Excerpts from a detection dataset:
# # # # # # #

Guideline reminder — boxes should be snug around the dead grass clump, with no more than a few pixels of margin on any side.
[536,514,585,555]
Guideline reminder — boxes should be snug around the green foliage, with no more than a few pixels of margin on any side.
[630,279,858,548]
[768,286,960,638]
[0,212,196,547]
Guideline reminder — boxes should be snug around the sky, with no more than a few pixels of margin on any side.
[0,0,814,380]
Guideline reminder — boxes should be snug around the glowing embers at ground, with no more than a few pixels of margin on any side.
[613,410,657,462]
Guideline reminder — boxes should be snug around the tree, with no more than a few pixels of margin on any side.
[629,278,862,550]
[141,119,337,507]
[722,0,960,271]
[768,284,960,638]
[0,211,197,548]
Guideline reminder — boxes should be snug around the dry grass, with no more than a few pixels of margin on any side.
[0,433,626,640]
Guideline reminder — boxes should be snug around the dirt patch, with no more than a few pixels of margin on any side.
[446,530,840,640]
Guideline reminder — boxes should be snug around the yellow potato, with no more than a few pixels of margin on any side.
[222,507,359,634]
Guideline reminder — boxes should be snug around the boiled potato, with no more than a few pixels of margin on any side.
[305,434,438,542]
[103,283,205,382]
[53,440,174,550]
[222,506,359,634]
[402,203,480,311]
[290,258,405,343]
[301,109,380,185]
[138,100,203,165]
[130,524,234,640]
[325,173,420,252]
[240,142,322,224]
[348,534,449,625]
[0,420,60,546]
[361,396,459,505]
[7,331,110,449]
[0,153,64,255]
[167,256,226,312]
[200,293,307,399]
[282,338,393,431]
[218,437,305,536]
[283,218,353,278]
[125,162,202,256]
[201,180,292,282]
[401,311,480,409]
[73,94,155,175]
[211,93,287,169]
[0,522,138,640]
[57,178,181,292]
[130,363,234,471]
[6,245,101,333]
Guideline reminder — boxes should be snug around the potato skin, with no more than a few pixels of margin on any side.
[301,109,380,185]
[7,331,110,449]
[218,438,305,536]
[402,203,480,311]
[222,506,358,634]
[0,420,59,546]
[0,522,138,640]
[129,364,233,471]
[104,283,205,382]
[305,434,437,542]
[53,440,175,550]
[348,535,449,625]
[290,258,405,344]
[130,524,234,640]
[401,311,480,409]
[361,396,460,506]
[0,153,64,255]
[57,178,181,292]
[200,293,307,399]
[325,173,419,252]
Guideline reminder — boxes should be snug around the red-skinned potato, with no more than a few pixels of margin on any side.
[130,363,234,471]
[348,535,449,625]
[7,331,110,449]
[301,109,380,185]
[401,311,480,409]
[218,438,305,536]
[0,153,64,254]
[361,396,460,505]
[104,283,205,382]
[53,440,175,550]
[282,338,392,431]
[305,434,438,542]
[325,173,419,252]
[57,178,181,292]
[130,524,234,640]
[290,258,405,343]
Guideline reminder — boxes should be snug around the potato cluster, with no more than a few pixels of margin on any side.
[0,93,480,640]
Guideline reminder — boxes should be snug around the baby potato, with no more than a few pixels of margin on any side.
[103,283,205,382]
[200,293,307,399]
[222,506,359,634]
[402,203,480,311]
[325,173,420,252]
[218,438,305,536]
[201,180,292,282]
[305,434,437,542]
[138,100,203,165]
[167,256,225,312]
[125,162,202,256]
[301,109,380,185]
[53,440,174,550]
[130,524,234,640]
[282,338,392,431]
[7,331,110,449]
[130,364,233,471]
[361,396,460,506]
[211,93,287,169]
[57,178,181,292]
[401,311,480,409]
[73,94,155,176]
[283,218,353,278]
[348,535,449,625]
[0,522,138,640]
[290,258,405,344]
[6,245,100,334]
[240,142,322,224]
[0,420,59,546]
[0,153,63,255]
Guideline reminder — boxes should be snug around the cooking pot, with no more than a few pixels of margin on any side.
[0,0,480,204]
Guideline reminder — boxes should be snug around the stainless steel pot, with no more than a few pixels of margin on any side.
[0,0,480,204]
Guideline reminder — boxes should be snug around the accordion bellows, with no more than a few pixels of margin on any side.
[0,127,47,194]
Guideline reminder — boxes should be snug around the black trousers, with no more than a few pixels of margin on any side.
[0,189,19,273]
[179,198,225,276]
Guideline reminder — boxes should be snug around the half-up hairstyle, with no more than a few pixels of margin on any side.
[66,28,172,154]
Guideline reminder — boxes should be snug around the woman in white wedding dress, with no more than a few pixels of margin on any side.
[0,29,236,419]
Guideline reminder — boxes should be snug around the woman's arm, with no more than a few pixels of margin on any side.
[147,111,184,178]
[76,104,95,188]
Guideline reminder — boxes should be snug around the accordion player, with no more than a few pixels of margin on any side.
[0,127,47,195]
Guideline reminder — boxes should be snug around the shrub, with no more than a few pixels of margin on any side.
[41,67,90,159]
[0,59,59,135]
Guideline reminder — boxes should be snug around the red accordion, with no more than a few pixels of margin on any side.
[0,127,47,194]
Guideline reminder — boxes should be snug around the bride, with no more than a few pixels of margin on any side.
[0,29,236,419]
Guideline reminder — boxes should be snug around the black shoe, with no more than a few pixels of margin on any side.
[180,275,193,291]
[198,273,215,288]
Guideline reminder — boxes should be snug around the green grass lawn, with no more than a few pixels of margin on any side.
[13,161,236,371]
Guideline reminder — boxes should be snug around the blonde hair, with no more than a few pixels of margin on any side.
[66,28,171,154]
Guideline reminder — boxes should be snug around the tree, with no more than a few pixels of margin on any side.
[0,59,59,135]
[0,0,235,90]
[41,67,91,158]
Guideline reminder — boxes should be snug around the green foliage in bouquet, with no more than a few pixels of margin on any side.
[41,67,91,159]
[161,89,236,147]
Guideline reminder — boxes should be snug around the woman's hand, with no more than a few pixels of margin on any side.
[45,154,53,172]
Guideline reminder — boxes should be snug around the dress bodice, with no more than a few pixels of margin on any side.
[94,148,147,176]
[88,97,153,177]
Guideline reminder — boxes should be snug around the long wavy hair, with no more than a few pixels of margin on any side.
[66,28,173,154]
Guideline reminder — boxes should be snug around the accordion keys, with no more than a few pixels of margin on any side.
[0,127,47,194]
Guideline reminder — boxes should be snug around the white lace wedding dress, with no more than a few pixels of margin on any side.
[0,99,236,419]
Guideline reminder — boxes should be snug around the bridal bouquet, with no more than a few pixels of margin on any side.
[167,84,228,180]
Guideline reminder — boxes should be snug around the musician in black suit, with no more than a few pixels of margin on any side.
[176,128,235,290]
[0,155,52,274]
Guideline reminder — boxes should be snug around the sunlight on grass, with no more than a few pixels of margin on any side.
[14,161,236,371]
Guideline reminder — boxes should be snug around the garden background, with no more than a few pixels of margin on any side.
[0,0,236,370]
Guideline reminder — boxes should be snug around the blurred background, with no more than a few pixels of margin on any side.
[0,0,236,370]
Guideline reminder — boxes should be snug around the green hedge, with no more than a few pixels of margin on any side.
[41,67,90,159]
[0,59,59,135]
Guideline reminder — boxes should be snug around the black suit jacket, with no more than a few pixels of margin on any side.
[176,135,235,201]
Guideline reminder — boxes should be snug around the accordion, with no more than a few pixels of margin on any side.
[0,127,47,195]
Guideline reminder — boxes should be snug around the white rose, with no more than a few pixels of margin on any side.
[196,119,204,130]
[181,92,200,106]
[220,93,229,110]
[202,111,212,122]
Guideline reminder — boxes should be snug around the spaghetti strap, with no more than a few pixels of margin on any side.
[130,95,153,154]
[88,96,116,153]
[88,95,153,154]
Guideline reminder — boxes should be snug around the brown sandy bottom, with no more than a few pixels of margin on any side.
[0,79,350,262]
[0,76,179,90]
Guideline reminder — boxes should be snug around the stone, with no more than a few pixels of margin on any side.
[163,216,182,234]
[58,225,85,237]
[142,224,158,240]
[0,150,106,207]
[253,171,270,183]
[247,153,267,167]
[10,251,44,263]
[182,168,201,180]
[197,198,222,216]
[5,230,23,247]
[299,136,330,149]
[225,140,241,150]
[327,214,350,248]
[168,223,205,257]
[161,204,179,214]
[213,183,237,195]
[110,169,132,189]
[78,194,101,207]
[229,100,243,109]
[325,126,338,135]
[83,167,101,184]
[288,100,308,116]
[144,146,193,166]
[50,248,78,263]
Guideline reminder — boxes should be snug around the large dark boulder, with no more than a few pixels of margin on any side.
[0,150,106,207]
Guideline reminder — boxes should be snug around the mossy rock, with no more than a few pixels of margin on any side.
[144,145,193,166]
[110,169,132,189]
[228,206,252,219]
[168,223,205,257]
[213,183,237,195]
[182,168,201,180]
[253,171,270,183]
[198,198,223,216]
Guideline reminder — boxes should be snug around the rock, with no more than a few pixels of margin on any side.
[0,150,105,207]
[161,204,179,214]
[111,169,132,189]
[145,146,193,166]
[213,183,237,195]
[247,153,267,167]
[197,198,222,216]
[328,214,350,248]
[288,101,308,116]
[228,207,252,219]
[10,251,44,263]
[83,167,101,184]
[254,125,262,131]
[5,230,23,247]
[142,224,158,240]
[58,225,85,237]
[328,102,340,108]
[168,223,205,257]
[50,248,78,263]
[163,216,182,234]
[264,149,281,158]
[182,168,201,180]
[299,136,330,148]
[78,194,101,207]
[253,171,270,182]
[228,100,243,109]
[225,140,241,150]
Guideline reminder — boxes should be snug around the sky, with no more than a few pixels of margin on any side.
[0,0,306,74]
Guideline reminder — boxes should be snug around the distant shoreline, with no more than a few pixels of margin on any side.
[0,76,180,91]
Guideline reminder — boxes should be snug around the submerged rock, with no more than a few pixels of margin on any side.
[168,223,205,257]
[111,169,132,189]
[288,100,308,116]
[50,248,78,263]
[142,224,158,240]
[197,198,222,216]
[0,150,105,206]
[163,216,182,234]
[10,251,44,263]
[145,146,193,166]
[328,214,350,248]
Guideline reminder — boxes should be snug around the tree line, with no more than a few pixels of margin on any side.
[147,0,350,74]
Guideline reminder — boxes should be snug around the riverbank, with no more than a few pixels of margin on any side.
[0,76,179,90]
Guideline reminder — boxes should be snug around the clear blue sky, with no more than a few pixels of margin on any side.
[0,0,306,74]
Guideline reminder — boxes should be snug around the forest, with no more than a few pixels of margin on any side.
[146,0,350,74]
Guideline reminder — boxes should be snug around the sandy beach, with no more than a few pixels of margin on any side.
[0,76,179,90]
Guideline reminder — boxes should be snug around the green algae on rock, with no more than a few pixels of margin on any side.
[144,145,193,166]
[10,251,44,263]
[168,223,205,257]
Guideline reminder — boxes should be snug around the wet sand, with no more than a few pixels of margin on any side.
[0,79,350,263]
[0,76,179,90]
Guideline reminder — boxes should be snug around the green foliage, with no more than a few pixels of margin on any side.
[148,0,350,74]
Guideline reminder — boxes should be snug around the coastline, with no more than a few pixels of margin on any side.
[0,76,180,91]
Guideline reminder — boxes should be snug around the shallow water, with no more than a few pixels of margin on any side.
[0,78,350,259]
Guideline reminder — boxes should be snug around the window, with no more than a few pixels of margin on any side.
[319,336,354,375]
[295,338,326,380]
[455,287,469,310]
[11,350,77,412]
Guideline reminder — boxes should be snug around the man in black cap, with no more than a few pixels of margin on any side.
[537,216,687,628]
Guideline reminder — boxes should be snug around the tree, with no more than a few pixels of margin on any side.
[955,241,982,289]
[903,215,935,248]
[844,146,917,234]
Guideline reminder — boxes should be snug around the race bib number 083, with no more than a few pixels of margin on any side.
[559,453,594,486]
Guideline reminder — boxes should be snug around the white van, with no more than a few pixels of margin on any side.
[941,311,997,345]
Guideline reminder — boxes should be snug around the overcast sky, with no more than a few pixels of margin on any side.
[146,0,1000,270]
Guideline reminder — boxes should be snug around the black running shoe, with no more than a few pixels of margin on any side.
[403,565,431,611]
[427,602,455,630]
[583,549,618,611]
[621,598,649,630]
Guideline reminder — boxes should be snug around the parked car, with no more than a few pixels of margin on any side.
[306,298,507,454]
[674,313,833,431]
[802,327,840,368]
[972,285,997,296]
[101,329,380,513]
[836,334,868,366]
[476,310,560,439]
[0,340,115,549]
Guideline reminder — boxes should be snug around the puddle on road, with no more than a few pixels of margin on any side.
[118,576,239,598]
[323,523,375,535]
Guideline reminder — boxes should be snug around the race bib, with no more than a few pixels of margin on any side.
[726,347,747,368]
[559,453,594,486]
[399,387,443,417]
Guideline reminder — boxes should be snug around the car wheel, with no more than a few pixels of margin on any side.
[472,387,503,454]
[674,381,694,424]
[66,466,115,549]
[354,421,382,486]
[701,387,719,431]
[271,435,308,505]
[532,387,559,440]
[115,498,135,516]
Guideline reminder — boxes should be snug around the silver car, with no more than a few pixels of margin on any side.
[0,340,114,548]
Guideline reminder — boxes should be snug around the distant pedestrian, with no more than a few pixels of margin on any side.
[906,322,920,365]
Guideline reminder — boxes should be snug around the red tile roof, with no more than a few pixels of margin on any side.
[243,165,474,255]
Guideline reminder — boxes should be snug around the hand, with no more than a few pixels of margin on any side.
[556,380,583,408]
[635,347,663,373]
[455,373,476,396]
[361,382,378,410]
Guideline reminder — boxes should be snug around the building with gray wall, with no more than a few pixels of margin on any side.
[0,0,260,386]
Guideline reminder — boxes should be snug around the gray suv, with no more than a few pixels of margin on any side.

# # # # # # #

Copy the rows word for word, starting at the very first row and stopping after the line that contains "[0,0,814,380]", with both of those lines included.

Guideline reminder — boxes should be snug around the dead grass clump, with no more than a few pixels of margin on any side.
[536,514,585,555]
Guideline reminder — boxes should be snug around the green foliage, with no more than a few pixels of margin on any side.
[630,279,858,548]
[768,286,960,638]
[0,212,196,547]
Guideline reminder — boxes should be snug around the sky, with no more than a few pixels of margin on any side.
[0,0,814,380]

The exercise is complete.